**COMPITI RICHIESTI:**
a - Scambia "stipendio" con "salario" e riscrivi l'articolo sulla famiglia Ghaban da "Il padre della" fino a "a questa famiglia." compreso.
b - Nell'articolo sulla famiglia Ghaban, riduci in forma più breve il paragrafo che inizia con "Il Premier palestinese, Ismail Haniyah", mantenendone i fatti principali.
c - Prosegui l'articolo sulla famiglia Ghaban dopo l'ultima frase riportata.

**TESTO DI RIFERIMENTO:**
========================================

Il padre della piccola Hadil uccisa un mese fa da un missile israeliano ringrazia Haniyah per aver devoluto il suo stipendio alla sua famiglia.

Riportiamo qui di seguito, nella traduzione del dott. M. Khalil, nostro collaboratore di redazione, la commuovente storia raccolta dal nostro corrispondente da Gaza, M. Habib, della tragedia che un mese fa ha colpito i Ghaban, una tranquilla famiglia della Striscia di Gaza, uccidendo la piccola Hadil, ferendo tutti i componenti e distruggendo l’abitazione.

Il Premier palestinese, Ismail Haniyah, in una esemplare azione di generosità (ricordiamoci che il governo è senza fondi a causa del boicottaggio israeliano, statunitense e europeo), ha devoluto il suo primo stipendio a questa famiglia.

========================================

[Elenco memorizzato]
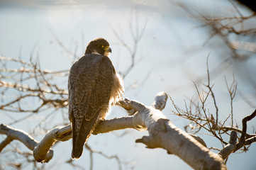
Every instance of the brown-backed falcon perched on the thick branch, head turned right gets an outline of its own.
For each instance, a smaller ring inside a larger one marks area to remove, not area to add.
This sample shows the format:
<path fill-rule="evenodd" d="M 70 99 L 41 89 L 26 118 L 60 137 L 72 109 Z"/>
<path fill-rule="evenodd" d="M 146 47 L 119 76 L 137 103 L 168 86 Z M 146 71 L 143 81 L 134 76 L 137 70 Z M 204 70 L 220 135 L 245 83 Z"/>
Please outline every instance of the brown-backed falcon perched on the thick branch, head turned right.
<path fill-rule="evenodd" d="M 81 157 L 84 143 L 99 120 L 104 120 L 111 105 L 122 98 L 124 89 L 121 77 L 108 57 L 110 53 L 111 48 L 104 38 L 91 40 L 84 56 L 69 71 L 72 159 Z"/>

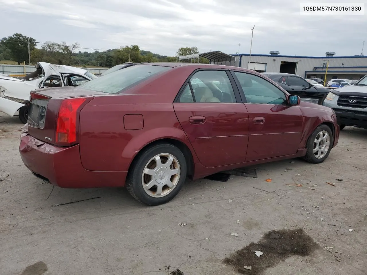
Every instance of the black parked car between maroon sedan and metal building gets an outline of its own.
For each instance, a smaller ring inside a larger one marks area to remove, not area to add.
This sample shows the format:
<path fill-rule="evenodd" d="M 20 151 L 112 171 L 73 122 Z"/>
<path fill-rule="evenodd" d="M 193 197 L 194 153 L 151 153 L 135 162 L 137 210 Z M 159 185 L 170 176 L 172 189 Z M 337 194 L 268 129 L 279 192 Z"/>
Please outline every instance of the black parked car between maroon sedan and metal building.
<path fill-rule="evenodd" d="M 285 73 L 263 73 L 271 80 L 277 82 L 283 89 L 291 95 L 298 95 L 304 99 L 317 99 L 318 104 L 322 104 L 324 98 L 330 92 L 329 88 L 313 87 L 303 77 L 295 74 Z"/>

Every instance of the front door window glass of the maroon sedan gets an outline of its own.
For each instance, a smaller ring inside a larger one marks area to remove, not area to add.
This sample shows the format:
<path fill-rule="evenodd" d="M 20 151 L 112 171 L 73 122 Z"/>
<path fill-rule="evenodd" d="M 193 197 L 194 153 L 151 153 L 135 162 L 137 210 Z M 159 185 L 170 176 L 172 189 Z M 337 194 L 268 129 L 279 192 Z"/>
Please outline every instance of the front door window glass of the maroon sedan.
<path fill-rule="evenodd" d="M 247 103 L 284 104 L 287 99 L 284 93 L 262 77 L 248 73 L 235 72 Z"/>

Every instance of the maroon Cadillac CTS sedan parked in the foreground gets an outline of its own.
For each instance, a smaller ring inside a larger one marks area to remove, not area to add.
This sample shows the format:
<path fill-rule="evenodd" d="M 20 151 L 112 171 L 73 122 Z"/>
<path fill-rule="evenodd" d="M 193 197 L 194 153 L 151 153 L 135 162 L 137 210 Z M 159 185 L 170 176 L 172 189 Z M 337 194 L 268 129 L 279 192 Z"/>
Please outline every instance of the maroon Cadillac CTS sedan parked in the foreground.
<path fill-rule="evenodd" d="M 301 102 L 257 72 L 145 63 L 33 91 L 19 151 L 52 184 L 126 186 L 159 205 L 187 177 L 296 157 L 323 162 L 338 138 L 332 109 Z"/>

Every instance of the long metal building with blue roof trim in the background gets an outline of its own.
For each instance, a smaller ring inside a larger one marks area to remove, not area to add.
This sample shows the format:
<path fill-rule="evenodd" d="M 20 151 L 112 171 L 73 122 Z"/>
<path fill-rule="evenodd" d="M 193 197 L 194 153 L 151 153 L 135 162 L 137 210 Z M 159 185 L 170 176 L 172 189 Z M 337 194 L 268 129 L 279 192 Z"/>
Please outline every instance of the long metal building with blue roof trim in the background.
<path fill-rule="evenodd" d="M 255 70 L 257 72 L 291 73 L 302 77 L 324 79 L 360 79 L 367 74 L 367 56 L 334 56 L 335 52 L 326 52 L 326 56 L 290 56 L 280 55 L 277 51 L 269 54 L 233 54 L 233 66 Z"/>

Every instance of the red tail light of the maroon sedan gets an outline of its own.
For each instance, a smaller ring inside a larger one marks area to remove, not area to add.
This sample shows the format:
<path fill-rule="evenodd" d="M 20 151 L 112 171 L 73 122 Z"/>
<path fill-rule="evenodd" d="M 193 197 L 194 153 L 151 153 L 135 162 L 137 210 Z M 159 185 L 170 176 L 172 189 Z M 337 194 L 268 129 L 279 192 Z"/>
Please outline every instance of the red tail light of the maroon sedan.
<path fill-rule="evenodd" d="M 63 99 L 57 116 L 56 143 L 68 146 L 77 141 L 78 113 L 92 97 Z"/>

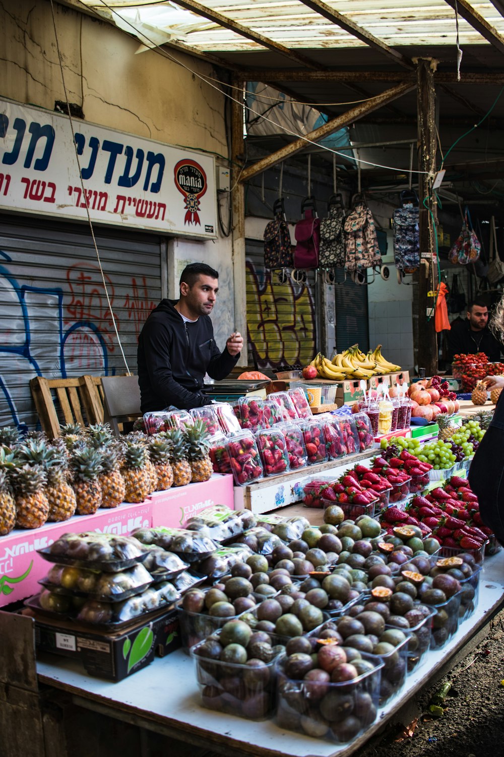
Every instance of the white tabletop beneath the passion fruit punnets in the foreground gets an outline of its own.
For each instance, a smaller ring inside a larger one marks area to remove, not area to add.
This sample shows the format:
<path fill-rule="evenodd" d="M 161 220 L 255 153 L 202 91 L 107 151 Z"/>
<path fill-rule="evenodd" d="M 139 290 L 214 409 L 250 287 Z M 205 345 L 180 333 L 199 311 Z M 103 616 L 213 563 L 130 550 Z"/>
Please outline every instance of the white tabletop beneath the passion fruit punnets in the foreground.
<path fill-rule="evenodd" d="M 207 749 L 211 746 L 224 753 L 239 752 L 254 757 L 345 757 L 360 749 L 407 699 L 444 668 L 447 660 L 461 650 L 495 612 L 502 609 L 503 590 L 504 552 L 501 551 L 484 563 L 475 613 L 461 623 L 457 634 L 441 650 L 425 656 L 425 662 L 410 674 L 399 696 L 379 711 L 376 722 L 365 734 L 341 746 L 286 731 L 274 721 L 247 721 L 204 709 L 199 705 L 193 662 L 180 650 L 155 659 L 144 670 L 117 684 L 91 678 L 82 674 L 75 662 L 47 653 L 37 660 L 37 673 L 40 684 L 70 693 L 76 705 L 196 746 Z"/>

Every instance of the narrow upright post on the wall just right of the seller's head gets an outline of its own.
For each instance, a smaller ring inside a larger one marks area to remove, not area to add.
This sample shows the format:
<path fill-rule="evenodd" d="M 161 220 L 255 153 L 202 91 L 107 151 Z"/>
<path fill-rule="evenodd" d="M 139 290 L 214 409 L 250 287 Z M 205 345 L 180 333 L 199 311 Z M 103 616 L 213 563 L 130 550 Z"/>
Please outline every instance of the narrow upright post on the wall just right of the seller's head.
<path fill-rule="evenodd" d="M 243 86 L 243 82 L 234 82 Z M 240 182 L 240 166 L 243 166 L 243 105 L 232 103 L 231 123 L 231 160 L 232 189 L 231 203 L 233 207 L 233 285 L 234 285 L 234 328 L 243 336 L 243 350 L 238 365 L 243 367 L 248 363 L 247 357 L 247 320 L 246 320 L 246 271 L 245 271 L 245 186 Z"/>

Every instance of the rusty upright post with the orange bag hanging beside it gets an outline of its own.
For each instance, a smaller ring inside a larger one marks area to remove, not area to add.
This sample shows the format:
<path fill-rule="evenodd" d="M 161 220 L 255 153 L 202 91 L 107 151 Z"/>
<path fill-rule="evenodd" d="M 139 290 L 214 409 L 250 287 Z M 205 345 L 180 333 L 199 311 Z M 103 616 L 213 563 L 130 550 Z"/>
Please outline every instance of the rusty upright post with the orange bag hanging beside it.
<path fill-rule="evenodd" d="M 432 183 L 436 164 L 436 134 L 434 121 L 435 92 L 432 61 L 421 59 L 417 64 L 418 111 L 418 167 L 419 167 L 419 235 L 421 263 L 418 287 L 413 303 L 413 337 L 415 362 L 425 368 L 425 375 L 438 371 L 438 347 L 434 329 L 434 316 L 428 311 L 434 298 L 428 296 L 438 286 L 438 263 L 434 245 L 434 225 L 437 223 L 433 202 Z"/>

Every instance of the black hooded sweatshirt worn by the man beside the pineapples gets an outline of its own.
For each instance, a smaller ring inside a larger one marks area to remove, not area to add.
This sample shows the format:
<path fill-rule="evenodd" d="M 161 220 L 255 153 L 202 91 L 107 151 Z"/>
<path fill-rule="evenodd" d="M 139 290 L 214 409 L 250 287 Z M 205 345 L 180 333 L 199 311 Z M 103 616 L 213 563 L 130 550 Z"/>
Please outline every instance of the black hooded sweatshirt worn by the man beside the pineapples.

========================================

**RISPOSTE DI SEGUITO:**
a -
Il padre della piccola Hadil uccisa un mese fa da un missile israeliano ringrazia Haniyah per aver devoluto il suo salario alla sua famiglia.

Riportiamo qui di seguito, nella traduzione del dott. M. Khalil, nostro collaboratore di redazione, la commuovente storia raccolta dal nostro corrispondente da Gaza, M. Habib, della tragedia che un mese fa ha colpito i Ghaban, una tranquilla famiglia della Striscia di Gaza, uccidendo la piccola Hadil, ferendo tutti i componenti e distruggendo l’abitazione.

Il Premier palestinese, Ismail Haniyah, in una esemplare azione di generosità (ricordiamoci che il governo è senza fondi a causa del boicottaggio israeliano, statunitense e europeo), ha devoluto il suo primo salario a questa famiglia.

b - Pur con il governo senza fondi per il boicottaggio israeliano, statunitense ed europeo, il Premier palestinese Ismail Haniyah ha devoluto il suo primo stipendio a questa famiglia.

c -
 

Dal nostro corrispondente.

Hadil Ghaban, la bimba di otto anni – la martire e la testimone della punizione collettiva israeliana.

 

Un casa semplice in mezzo alle altre abitazioni dei profughi del villaggio di Beit Lahia, a nord della Striscia di Gaza.

Ci siamo recati in visita alla famiglia della bimba Hadil Ghaban: la casa è ancora distrutta, e il disordine è presente. Il fragore delle bombe scuotono l’area e seminano paura e terrore tra i bambini e le donne. L’immagine sembra il prolungamento della vita di miseria e delle difficoltà di cui soffre ogni famiglia e ogni madre palestinese che ha perso il figlio senza aver commesso reato alcuno.  Il sorriso è sparito dalle facce, la tristezza è diventata parte integrante degli occhi.

La domanda della mamma triste è scontata: per quale peccato è stata uccisa la mia figlia? E per quale motivo vengono uccisi i nostri figli? Loro non hanno sperato più del loro diritto di vivere una vita dignitosa.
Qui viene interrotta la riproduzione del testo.